> Collected data entries:
══════

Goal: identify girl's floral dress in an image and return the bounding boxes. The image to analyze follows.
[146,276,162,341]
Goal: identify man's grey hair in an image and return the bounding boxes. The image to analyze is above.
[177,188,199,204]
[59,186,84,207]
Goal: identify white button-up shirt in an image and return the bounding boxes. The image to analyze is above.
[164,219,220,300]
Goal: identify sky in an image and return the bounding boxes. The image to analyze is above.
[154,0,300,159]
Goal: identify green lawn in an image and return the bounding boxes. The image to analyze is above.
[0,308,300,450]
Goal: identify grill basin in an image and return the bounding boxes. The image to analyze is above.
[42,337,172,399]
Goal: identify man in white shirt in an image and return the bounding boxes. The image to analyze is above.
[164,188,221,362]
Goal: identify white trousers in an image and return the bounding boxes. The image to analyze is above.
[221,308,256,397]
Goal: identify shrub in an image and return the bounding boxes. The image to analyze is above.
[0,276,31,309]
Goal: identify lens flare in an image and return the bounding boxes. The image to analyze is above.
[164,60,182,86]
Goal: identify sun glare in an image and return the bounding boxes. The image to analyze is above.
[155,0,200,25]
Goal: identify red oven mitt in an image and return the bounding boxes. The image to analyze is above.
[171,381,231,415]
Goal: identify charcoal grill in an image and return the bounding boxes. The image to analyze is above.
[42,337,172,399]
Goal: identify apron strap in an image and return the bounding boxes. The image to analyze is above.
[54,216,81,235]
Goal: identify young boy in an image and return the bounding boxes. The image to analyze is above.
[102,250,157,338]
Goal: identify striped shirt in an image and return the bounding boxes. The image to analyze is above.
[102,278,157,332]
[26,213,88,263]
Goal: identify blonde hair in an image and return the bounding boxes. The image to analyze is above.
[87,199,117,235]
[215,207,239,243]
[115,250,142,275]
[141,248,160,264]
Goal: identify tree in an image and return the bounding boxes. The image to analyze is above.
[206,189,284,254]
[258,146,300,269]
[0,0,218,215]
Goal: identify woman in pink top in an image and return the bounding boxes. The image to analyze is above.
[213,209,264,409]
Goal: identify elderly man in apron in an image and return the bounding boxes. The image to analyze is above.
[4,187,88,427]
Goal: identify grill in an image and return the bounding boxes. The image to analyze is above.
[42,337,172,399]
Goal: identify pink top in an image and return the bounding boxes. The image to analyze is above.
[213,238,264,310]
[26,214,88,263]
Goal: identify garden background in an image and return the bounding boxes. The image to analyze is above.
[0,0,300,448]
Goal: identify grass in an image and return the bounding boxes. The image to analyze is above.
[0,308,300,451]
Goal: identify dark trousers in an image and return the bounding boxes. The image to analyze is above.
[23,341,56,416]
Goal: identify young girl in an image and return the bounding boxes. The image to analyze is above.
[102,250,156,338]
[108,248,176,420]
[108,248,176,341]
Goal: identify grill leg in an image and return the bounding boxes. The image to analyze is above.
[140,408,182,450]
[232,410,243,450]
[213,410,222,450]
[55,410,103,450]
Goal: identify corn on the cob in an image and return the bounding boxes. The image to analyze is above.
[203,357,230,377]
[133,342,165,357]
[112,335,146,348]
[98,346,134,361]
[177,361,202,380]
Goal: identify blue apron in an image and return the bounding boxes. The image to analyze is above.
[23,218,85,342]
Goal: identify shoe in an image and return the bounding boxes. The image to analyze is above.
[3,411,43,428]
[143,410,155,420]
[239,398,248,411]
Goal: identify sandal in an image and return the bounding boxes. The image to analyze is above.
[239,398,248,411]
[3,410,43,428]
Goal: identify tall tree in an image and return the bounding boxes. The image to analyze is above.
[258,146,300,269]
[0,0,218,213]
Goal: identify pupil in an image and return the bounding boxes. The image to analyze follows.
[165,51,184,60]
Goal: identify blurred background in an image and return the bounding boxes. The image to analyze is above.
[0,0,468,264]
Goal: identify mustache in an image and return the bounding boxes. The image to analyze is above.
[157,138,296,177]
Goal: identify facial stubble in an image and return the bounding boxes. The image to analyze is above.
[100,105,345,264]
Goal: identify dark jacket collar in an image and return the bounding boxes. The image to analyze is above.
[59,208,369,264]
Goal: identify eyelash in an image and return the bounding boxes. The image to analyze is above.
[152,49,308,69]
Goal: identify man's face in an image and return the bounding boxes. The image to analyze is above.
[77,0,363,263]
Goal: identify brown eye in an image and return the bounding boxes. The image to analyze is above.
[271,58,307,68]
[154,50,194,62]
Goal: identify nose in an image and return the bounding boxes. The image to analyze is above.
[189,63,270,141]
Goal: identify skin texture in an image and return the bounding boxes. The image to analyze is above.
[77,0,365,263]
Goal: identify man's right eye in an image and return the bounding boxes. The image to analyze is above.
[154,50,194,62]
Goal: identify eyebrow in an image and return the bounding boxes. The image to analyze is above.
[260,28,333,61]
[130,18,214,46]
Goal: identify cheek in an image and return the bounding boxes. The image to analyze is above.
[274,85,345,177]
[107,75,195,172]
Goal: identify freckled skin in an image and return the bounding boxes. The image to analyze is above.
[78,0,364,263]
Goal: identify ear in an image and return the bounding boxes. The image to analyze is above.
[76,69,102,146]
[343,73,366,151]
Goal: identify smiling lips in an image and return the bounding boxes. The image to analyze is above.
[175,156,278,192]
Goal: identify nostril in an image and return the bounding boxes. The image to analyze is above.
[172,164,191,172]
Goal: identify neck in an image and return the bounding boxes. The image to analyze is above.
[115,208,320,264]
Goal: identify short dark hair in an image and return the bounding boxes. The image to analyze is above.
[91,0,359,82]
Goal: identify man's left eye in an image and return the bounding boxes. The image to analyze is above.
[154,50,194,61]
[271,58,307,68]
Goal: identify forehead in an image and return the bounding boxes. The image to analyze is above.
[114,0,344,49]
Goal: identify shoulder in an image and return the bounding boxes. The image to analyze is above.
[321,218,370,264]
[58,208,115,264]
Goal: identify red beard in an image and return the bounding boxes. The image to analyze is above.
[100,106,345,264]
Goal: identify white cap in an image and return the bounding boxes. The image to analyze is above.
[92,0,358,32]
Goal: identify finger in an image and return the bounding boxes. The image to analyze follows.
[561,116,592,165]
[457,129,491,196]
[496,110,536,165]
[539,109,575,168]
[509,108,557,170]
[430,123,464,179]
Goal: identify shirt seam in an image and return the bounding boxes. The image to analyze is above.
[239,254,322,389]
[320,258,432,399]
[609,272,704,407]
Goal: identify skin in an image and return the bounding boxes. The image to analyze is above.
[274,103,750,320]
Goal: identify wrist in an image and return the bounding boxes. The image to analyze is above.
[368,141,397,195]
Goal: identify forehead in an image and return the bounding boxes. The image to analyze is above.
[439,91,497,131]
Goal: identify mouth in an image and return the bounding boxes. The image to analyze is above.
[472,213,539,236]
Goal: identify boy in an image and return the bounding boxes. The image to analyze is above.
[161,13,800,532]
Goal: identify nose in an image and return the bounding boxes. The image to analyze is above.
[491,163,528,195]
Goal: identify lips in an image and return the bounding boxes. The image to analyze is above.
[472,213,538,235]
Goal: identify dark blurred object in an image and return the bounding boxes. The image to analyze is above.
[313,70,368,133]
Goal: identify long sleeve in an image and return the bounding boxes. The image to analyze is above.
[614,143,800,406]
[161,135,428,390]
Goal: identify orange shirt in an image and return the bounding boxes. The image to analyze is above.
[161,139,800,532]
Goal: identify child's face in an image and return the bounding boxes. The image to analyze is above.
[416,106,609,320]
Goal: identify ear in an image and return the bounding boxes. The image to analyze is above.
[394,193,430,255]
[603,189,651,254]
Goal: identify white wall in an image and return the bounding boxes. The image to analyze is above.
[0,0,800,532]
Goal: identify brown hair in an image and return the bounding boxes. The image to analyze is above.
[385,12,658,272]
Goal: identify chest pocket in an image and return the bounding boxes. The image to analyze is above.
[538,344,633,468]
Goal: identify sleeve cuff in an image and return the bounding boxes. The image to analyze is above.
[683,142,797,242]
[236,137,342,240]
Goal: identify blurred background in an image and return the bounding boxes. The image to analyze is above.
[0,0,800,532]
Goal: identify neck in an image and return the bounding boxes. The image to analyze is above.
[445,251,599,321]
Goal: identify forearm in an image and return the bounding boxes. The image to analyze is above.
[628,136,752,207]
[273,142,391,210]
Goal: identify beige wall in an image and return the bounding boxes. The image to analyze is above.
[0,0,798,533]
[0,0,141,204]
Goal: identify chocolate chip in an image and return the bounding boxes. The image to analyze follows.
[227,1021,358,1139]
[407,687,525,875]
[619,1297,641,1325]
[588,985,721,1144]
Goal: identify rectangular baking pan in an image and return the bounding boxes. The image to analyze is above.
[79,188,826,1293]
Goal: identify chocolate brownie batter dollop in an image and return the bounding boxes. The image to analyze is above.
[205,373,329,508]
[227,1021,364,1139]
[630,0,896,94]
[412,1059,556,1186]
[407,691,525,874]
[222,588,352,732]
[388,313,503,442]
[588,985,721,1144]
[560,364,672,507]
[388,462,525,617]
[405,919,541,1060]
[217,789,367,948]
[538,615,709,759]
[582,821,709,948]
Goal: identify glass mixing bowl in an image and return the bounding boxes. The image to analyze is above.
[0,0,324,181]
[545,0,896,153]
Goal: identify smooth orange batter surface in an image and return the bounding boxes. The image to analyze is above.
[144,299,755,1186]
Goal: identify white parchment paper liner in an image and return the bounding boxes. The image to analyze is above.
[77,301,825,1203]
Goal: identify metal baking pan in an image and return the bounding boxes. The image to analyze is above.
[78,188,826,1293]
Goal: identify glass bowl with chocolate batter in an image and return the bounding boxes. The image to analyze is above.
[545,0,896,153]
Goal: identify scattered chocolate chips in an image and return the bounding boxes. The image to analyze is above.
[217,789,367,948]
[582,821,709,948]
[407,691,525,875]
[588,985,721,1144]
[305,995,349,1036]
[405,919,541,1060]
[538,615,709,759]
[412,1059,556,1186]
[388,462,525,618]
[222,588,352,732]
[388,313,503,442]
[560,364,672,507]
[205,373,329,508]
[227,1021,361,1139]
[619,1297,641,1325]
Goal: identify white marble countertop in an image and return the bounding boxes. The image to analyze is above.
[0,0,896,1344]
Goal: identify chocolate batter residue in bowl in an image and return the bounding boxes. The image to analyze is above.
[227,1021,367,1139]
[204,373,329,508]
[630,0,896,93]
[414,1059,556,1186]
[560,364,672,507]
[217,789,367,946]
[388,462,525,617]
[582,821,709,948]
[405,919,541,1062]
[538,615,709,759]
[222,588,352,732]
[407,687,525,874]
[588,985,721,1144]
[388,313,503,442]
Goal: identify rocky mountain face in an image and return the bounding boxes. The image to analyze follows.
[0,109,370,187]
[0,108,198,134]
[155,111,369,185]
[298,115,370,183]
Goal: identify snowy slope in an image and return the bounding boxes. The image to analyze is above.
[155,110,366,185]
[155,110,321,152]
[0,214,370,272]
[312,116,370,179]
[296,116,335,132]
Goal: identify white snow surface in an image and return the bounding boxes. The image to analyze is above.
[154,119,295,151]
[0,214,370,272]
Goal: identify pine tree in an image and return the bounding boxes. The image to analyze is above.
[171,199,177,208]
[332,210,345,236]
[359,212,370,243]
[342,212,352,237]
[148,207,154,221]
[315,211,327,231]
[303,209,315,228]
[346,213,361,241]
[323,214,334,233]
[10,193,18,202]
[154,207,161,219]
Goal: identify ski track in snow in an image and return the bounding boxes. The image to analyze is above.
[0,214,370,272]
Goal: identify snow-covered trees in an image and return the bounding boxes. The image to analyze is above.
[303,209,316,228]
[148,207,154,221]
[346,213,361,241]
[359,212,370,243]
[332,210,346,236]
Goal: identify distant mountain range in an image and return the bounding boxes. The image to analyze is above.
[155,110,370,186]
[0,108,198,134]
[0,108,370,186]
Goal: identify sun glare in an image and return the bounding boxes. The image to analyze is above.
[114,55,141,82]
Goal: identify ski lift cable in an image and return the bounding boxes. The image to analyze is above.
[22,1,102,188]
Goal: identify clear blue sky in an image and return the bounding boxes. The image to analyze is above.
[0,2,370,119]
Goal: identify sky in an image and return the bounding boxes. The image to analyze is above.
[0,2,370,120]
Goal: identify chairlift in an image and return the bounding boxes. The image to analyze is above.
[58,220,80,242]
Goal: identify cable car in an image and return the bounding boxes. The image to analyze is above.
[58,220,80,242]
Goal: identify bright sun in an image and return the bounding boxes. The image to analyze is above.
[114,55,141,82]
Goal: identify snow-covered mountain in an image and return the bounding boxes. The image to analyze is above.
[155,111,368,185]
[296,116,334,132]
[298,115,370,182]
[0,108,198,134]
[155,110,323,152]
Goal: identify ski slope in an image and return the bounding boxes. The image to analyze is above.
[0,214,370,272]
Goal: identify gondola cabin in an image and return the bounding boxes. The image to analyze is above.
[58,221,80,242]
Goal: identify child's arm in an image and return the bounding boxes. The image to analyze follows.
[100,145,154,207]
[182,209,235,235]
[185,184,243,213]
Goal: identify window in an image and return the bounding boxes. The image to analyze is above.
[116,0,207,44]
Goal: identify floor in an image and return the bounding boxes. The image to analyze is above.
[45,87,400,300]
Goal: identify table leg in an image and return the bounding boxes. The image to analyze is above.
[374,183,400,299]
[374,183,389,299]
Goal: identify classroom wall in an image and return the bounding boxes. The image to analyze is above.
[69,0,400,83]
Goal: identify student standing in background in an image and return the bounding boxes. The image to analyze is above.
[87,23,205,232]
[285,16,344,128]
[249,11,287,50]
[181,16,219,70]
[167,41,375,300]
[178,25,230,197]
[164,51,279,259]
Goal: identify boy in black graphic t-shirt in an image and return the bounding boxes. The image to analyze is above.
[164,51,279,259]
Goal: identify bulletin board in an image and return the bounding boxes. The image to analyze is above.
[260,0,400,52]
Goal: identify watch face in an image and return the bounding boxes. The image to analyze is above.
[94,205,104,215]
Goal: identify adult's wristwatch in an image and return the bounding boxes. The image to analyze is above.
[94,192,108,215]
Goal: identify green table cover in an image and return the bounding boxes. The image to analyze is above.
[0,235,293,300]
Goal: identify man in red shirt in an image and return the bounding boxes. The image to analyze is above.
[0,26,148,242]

══════

> WORK REQUIRED:
Can you lay out everything from the start of the material down to the line containing "[59,186,84,207]" as a two-column CSV with the headers request and boxes? Give one row per request, put each value in a single quoted field, and replace line breaks with spaces.

> THE COMPLETED TASK:
request,boxes
"Goal: identify girl's floral dress in an image and return the bounding boxes. The image to analyze follows.","[146,276,162,341]"
"Goal: identify man's grey hair in an image and return the bounding boxes. The image to analyze is above.","[177,188,199,204] [59,186,84,207]"